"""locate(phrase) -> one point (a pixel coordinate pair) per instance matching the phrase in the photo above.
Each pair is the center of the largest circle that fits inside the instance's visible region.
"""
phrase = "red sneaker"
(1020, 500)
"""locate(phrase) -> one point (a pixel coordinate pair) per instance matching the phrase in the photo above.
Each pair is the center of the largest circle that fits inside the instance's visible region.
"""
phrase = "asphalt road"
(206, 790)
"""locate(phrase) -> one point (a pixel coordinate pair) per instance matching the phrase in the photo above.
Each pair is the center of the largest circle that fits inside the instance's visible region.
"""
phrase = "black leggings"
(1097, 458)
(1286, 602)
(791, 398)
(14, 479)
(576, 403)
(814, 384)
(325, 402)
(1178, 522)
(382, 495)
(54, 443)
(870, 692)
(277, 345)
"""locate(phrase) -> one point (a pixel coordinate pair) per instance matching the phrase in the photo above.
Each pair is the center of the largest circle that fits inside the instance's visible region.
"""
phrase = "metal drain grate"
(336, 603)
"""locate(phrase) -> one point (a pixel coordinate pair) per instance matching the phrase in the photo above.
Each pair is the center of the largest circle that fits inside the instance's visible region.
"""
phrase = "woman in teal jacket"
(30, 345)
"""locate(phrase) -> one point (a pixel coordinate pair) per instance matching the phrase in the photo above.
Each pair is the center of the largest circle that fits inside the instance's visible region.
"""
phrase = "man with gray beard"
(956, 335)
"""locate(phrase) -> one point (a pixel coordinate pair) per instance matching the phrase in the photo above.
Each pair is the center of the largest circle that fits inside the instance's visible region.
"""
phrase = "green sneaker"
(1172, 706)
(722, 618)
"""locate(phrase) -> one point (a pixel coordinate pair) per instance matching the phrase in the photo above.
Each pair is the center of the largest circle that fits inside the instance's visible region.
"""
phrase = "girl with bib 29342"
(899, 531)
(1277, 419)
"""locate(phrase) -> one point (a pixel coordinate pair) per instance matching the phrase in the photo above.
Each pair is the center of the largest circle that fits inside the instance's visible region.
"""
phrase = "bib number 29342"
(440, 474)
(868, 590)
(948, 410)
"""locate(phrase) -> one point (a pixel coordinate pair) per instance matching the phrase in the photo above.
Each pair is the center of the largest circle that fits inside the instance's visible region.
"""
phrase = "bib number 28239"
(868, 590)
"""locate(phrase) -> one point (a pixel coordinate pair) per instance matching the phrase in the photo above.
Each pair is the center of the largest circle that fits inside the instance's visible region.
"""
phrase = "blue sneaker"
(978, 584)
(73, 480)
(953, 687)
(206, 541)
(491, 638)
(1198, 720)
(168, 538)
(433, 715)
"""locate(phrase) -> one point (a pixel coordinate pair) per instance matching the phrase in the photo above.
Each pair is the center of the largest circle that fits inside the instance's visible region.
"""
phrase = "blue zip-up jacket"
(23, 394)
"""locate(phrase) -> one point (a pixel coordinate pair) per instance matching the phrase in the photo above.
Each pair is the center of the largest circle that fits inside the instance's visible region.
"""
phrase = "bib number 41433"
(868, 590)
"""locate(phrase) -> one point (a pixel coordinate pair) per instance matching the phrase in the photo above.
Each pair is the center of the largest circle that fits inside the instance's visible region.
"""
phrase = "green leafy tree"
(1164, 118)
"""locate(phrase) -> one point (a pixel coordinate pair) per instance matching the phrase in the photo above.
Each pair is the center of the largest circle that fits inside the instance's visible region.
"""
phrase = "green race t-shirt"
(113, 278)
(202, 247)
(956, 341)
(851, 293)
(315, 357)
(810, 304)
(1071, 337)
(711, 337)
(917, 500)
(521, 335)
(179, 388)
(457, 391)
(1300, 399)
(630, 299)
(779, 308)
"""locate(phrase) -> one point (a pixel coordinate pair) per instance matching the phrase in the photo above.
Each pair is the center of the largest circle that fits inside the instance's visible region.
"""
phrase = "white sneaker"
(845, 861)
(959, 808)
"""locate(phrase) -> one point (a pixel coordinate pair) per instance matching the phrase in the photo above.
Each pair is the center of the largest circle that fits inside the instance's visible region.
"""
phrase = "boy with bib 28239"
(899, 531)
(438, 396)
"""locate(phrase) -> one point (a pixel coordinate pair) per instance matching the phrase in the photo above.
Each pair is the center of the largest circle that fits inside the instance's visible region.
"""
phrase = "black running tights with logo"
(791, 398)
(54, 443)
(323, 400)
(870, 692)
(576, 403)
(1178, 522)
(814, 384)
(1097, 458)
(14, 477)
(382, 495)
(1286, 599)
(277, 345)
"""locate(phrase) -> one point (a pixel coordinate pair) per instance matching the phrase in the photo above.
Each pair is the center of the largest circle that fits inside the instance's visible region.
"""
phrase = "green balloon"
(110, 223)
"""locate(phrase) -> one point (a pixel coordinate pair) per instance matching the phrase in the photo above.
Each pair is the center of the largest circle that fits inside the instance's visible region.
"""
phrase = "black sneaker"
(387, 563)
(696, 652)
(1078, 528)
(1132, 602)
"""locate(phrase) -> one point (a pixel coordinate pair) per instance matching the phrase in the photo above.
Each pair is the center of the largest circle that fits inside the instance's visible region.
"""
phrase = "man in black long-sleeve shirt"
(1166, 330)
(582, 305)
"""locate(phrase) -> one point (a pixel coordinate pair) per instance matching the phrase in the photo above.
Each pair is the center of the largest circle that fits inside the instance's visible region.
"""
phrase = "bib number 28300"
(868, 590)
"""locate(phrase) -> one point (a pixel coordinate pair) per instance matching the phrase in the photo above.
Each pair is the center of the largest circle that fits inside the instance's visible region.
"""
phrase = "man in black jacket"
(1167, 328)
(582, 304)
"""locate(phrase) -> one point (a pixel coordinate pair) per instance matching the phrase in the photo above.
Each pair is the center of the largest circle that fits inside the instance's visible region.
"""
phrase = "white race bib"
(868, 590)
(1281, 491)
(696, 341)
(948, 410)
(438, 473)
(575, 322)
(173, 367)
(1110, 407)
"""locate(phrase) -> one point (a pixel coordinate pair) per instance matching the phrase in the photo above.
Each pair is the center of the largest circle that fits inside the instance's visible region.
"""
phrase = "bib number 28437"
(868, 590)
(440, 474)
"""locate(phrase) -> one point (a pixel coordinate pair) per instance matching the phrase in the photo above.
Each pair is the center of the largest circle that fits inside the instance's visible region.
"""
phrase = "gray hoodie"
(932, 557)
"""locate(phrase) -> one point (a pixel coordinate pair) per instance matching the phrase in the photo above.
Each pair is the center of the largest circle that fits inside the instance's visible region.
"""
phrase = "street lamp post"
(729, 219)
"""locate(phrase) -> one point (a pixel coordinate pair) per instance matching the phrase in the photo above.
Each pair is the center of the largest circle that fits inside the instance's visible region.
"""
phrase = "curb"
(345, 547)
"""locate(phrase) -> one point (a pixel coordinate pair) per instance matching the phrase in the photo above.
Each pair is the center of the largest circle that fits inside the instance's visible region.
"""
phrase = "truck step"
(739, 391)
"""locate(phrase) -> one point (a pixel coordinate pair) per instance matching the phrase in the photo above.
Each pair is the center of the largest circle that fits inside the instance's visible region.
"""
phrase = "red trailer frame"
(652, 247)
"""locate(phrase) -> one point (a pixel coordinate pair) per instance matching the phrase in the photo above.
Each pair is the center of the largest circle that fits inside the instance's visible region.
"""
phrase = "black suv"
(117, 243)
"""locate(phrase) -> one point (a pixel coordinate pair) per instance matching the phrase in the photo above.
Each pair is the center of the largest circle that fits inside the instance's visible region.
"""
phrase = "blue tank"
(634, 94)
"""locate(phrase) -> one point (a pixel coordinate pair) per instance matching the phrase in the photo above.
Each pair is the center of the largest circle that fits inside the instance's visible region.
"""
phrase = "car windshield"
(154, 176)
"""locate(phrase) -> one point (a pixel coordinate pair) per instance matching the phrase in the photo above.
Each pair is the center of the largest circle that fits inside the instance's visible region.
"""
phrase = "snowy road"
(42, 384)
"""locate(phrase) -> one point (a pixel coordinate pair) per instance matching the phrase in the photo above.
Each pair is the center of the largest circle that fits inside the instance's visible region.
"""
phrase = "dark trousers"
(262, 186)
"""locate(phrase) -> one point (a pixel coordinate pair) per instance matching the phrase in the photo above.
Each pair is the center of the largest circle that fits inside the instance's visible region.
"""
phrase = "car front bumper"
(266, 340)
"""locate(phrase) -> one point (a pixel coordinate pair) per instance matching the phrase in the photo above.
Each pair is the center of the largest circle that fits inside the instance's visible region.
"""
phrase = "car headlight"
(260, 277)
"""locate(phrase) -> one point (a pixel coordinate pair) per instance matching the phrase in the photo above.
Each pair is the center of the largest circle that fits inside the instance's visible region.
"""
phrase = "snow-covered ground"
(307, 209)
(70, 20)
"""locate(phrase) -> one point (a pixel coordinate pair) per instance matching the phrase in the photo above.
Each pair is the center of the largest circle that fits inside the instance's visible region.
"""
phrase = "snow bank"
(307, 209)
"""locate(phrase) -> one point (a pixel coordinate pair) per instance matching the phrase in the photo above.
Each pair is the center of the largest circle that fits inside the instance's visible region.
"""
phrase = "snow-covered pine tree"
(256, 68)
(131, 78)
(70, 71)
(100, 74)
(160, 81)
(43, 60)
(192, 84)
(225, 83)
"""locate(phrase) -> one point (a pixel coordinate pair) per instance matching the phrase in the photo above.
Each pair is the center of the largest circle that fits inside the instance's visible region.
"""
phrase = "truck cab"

• **Requirements**
List each line of the records above that contains the string "sneaker", treating uppercase and lowercase as different.

• **Exercise output**
phrase = "red sneaker"
phrase = "green sneaker"
phrase = "blue sneaker"
phrase = "white sneaker"
phrase = "black sneaker"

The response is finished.